[Aim of the exercise]
Return the listing below verbatim. Pictures do not belong in the copy.
· · · · · · ·
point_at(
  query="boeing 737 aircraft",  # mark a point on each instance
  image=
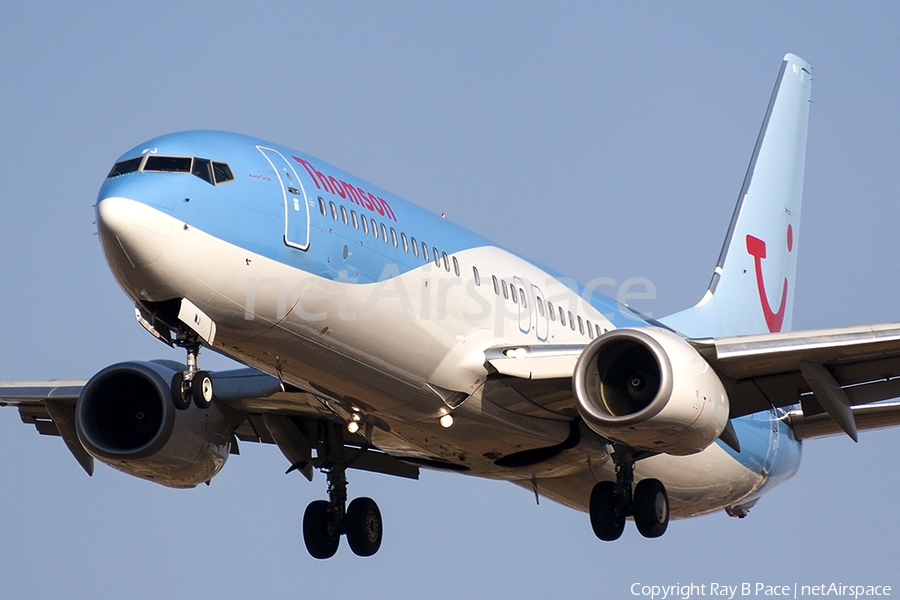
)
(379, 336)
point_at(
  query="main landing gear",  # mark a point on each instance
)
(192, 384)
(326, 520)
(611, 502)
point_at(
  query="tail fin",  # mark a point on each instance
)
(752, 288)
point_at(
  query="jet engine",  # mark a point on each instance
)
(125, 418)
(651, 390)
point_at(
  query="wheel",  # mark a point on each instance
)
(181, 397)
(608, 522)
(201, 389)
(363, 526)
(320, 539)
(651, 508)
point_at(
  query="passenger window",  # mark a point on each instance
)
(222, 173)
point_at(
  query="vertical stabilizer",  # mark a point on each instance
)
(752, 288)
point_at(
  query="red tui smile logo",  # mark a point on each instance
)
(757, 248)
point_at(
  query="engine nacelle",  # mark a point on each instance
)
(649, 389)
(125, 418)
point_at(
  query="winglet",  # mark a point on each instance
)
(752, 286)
· · · · · · ·
[Reply]
point_at(
  query="boeing 737 aircraft",  # mark a point on each instance
  image=
)
(379, 336)
point_at(
  query="main landing gear",  # mark a point on each instance
)
(192, 384)
(326, 520)
(611, 502)
point_at(
  query="tail fin",  # mark a point on each instance
)
(752, 288)
point_at(
  query="jet engine",  # mark a point on each instance
)
(125, 418)
(651, 390)
point_at(
  query="wheel",  # mark a point on each instance
)
(181, 397)
(608, 522)
(201, 389)
(363, 526)
(320, 539)
(651, 508)
point_at(
  query="passenger window",  # mark a point on each instance
)
(222, 173)
point_at(
  query="vertical stabilizer",  # mark a point on each instance
)
(752, 288)
point_at(
  query="red tui smile logo",  # mark a point on each instance
)
(757, 248)
point_at(
  query="engine nacelle",  # mark a point on each instance
)
(649, 389)
(125, 418)
point_at(
  query="winglet",  # mark a point on each instance
)
(752, 286)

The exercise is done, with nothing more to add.